- Set task -
Pull out each line of the items below that contains the string "sidewalk". Case counts.

- Task inputs -

'''

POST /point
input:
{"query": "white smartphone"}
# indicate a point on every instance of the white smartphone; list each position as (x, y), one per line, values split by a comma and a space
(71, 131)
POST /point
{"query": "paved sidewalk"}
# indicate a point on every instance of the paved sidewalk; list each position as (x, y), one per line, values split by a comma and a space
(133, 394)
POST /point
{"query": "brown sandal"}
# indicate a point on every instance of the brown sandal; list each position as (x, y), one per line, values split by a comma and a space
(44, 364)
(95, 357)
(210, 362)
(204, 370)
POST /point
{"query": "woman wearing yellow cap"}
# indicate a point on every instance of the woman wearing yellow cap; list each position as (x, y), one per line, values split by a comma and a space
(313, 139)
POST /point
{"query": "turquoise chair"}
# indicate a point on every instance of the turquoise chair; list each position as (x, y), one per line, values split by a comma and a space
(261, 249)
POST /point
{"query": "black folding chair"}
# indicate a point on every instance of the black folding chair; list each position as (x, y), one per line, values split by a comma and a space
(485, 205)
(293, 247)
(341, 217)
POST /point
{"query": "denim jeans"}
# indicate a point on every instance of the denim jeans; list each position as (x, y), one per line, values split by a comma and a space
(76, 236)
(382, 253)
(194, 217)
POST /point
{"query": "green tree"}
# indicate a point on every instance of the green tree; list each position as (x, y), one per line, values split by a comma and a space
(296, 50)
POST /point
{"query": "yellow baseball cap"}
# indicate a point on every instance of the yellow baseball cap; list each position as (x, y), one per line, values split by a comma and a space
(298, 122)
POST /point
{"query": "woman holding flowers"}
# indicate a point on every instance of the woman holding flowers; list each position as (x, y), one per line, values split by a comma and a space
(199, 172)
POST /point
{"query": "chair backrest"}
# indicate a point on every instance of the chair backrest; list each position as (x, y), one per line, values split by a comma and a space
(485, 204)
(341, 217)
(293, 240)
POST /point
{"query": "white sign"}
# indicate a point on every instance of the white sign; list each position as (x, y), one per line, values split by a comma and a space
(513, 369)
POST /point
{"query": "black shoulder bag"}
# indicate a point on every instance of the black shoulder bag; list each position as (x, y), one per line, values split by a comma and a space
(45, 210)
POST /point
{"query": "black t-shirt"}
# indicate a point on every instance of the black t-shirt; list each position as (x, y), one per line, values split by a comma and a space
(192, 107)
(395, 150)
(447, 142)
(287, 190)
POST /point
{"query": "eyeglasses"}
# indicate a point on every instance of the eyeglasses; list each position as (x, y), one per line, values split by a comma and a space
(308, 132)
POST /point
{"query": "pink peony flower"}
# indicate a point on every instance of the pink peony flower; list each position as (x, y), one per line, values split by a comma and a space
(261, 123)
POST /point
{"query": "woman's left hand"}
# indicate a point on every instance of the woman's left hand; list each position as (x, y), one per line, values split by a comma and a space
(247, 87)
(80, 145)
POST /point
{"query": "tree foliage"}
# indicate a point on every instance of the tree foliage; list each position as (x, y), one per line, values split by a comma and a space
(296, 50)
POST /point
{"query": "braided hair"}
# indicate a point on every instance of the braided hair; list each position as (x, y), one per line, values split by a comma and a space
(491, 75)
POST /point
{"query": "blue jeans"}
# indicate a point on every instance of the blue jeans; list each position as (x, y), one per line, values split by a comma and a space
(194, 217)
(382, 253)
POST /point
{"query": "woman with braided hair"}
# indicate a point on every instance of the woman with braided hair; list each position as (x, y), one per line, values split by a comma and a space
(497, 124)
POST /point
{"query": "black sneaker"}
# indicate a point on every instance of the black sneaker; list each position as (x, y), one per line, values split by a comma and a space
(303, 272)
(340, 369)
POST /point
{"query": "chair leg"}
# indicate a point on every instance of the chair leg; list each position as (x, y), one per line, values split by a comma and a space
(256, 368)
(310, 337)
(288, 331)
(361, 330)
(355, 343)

'''

- Reply -
{"query": "paved sidewalk"}
# indicate a point on every instance of the paved sidewalk; list each position as (x, y), one per line, values split by a comma and a space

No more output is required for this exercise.